TASK DESCRIPTION: Retype the listing below without changes, beginning at the line that contains "Practice step: set one point on each instance of the curtain" and stopping after the last line of the listing.

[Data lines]
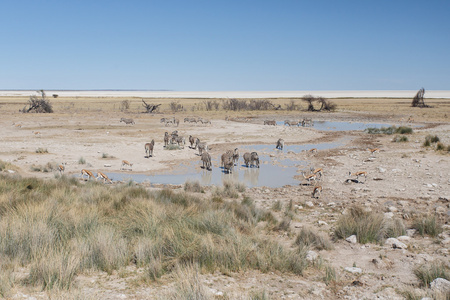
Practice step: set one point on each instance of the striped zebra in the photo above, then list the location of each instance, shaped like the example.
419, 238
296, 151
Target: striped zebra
280, 144
206, 159
201, 146
127, 121
149, 148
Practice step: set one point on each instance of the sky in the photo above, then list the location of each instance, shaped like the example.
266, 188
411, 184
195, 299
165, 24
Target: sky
191, 45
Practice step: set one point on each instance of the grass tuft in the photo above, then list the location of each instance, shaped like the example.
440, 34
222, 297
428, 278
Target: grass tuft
428, 225
426, 273
367, 226
307, 237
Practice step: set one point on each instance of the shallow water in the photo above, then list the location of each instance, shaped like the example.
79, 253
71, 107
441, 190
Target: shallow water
275, 170
342, 126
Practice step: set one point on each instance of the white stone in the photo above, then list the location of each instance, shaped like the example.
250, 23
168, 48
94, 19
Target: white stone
404, 238
392, 209
440, 284
411, 232
394, 243
351, 239
309, 204
353, 270
322, 223
389, 215
311, 255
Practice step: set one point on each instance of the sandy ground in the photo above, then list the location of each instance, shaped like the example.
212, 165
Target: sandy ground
235, 94
404, 180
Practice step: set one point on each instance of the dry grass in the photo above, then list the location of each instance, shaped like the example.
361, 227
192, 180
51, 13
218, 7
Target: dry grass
59, 228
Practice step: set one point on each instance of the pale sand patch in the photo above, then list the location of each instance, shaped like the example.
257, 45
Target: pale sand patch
236, 94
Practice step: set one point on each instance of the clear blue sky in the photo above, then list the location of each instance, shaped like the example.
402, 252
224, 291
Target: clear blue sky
209, 45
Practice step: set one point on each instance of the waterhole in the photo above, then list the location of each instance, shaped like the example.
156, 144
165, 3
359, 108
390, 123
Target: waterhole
276, 168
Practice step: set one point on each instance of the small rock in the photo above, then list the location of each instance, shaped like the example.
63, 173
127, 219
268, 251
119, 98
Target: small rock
309, 204
392, 209
389, 215
351, 239
396, 244
353, 270
311, 255
404, 238
440, 284
411, 232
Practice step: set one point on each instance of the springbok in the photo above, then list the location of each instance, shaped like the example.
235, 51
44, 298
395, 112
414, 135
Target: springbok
126, 163
317, 191
88, 173
149, 148
104, 177
357, 174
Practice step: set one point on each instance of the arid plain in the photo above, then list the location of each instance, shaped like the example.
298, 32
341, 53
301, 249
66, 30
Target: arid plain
406, 182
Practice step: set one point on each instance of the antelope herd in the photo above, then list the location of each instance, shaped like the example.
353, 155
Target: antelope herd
229, 159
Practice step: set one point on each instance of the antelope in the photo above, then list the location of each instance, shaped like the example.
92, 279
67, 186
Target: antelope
270, 122
166, 139
104, 177
357, 174
251, 159
192, 141
201, 146
317, 191
317, 171
127, 121
126, 163
280, 144
310, 177
374, 150
149, 148
291, 123
88, 173
61, 168
206, 159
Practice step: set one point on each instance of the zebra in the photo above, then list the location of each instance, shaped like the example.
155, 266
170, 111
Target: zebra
166, 139
280, 144
149, 148
206, 159
126, 163
228, 164
270, 122
180, 140
291, 123
127, 121
251, 159
202, 147
192, 141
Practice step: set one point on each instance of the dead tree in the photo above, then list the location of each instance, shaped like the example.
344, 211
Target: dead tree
38, 104
418, 99
150, 108
309, 99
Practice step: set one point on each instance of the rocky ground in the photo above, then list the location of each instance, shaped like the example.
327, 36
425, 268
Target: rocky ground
405, 180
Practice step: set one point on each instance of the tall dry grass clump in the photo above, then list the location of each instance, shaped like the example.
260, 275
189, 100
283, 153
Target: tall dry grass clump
59, 228
367, 226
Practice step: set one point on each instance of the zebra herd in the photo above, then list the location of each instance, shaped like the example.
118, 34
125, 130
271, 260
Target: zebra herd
305, 122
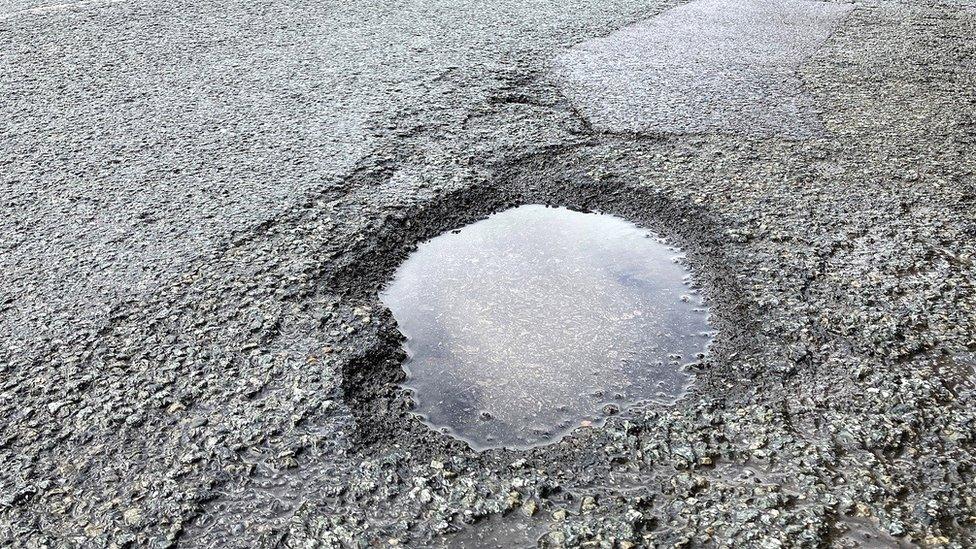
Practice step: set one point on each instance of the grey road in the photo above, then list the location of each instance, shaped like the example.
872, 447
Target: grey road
201, 201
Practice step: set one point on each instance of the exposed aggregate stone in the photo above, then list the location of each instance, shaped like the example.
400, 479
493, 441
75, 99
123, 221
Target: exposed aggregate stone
251, 400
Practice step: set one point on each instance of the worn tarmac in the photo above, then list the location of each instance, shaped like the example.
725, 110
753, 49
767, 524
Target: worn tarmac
201, 202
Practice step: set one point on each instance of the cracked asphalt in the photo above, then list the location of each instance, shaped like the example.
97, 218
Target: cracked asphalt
201, 202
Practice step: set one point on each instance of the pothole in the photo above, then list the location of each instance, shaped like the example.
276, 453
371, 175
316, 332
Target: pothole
522, 327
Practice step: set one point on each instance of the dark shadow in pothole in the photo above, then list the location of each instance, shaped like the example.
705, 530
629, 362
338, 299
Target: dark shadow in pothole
371, 379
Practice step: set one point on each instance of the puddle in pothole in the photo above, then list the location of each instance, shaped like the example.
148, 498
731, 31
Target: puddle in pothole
526, 325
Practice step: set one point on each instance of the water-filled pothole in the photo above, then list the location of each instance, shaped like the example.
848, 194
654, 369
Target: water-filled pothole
523, 326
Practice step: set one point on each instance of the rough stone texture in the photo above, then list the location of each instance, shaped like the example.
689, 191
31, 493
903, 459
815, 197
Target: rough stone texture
242, 391
705, 66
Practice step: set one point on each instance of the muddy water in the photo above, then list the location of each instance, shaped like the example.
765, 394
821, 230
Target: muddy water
521, 327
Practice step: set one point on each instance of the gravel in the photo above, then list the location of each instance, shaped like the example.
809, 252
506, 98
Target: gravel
193, 349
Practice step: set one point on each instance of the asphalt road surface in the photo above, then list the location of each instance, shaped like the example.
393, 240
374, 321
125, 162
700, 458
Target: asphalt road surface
201, 201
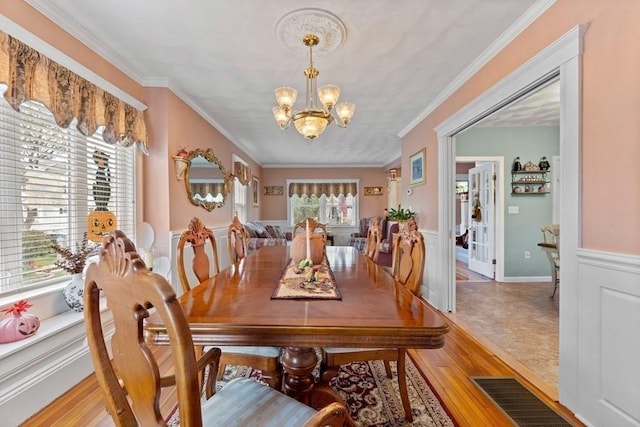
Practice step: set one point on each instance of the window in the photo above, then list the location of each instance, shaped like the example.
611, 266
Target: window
51, 179
332, 203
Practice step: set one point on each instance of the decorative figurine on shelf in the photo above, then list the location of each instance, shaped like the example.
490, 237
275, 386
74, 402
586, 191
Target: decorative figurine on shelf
18, 325
517, 166
544, 164
101, 221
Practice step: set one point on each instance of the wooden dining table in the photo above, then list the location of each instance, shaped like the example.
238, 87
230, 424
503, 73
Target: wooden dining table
235, 307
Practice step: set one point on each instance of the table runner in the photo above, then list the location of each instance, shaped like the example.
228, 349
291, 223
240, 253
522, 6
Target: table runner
295, 283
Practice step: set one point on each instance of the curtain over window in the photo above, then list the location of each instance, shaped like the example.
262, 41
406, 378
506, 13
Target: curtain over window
322, 188
31, 76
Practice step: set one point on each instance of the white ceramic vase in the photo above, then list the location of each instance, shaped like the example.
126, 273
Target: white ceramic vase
74, 293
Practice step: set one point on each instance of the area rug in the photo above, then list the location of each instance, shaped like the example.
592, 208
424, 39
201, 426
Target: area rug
372, 398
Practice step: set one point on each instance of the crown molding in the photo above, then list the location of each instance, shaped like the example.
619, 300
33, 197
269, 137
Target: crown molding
54, 54
500, 43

EXERCISE ANSWER:
Practice step: set one point on each instance of the curtain over window in the photo above, then list the location of each instance, shaped like the example.
262, 41
406, 378
506, 13
Target: curtain over window
322, 188
31, 76
Practice step: set one point on each instance of the white ceramic vase in the photo above, then list the location of each instance, shaped like the example.
126, 273
Target: white ceramic vase
74, 293
Practice step: set one point on each instance of the area rug in the photo above, then list the location of each instance, shaped like the example.
592, 208
424, 39
201, 426
Target: area rug
372, 398
Practice step: set one point on each instance of the crown molding in the photo above, then list the location of each instance, shaped like the example.
619, 300
33, 197
269, 137
Target: crown molding
54, 54
500, 43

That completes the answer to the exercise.